What you need to do – Only lines that contain the word "rock" belong in the answer; copy them from the records below.

Data extracts –
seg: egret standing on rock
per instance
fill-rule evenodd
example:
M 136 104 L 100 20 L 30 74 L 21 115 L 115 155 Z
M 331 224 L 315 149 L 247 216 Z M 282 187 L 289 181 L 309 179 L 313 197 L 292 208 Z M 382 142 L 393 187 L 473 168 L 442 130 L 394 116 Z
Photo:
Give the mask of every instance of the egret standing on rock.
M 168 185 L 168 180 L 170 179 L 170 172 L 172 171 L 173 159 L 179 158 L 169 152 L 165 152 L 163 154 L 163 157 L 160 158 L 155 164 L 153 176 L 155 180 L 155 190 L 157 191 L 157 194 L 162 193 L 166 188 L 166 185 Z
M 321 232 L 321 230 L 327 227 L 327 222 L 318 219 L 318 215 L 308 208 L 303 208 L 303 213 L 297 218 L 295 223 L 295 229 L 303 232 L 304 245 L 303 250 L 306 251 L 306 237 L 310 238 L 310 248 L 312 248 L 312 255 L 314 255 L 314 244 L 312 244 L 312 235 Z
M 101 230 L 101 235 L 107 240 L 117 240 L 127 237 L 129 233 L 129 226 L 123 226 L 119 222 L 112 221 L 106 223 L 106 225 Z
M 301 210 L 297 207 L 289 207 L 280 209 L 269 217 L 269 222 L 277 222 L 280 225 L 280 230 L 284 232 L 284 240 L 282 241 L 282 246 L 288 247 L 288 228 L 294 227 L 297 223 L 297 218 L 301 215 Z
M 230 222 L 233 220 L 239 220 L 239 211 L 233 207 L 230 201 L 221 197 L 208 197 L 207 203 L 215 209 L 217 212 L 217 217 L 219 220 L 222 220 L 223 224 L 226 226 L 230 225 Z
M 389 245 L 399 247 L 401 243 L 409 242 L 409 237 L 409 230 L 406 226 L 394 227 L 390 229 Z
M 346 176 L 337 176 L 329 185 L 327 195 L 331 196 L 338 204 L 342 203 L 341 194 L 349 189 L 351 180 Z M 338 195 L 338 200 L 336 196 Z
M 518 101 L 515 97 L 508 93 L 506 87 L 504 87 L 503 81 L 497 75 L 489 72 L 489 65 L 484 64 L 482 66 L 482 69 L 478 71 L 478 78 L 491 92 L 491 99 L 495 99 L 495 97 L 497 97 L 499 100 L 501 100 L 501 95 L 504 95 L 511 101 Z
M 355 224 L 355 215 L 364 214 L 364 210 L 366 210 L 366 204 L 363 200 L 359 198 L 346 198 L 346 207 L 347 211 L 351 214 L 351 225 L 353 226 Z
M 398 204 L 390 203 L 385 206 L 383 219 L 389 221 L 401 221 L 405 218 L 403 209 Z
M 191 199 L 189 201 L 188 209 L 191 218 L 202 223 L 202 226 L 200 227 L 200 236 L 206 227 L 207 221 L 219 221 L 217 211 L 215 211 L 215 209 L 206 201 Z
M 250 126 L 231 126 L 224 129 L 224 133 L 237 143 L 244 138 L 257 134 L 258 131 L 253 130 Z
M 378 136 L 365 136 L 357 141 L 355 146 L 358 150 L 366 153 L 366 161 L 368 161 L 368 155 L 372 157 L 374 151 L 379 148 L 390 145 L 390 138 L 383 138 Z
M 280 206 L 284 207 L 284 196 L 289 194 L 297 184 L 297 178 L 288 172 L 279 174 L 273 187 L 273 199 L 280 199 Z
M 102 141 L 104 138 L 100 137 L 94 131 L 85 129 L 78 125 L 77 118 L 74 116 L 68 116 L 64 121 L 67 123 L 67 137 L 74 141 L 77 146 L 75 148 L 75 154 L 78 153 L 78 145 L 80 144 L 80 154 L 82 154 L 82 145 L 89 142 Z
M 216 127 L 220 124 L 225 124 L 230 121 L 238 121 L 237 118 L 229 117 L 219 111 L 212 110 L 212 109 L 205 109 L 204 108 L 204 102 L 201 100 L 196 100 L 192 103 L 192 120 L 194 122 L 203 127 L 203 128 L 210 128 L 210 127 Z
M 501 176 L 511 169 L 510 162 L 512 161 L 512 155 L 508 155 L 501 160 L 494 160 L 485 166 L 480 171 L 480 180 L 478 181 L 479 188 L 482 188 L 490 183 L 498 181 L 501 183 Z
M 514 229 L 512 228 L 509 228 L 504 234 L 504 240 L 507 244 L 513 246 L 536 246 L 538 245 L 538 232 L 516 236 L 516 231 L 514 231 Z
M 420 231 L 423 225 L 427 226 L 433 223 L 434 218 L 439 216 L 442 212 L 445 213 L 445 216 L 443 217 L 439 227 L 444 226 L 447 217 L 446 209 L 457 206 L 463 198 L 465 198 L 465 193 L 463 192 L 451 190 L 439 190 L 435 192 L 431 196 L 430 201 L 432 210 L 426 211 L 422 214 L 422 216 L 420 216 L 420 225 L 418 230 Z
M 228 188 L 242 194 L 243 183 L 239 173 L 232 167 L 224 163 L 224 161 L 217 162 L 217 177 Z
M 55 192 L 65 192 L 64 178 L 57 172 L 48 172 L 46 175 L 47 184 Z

Answer area –
seg: egret standing on rock
Give the mask of every instance of the egret standing on rock.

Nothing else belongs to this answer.